What to produce:
Could you output every line of the data below as a JSON list of strings, one string per line, leaving out blank lines?

Input records:
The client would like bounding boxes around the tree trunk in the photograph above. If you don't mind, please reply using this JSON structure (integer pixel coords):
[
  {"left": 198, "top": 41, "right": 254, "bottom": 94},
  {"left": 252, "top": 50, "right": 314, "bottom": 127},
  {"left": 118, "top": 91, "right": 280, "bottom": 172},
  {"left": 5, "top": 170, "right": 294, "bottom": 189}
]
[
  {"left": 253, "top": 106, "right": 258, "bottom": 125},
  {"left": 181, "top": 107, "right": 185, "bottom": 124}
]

Result below:
[
  "The client would like bounding boxes around the tree trunk in the photograph above. If you don't mind, please reply using this JSON structure (integer pixel coords):",
  "[",
  "  {\"left\": 198, \"top\": 41, \"right\": 254, \"bottom\": 94},",
  "  {\"left\": 252, \"top\": 50, \"right\": 314, \"bottom\": 127},",
  "  {\"left\": 118, \"top\": 91, \"right\": 280, \"bottom\": 172},",
  "  {\"left\": 5, \"top\": 170, \"right\": 294, \"bottom\": 189}",
  "]",
  "[",
  "  {\"left\": 253, \"top\": 106, \"right\": 258, \"bottom\": 125},",
  "  {\"left\": 181, \"top\": 107, \"right\": 185, \"bottom\": 124}",
  "]"
]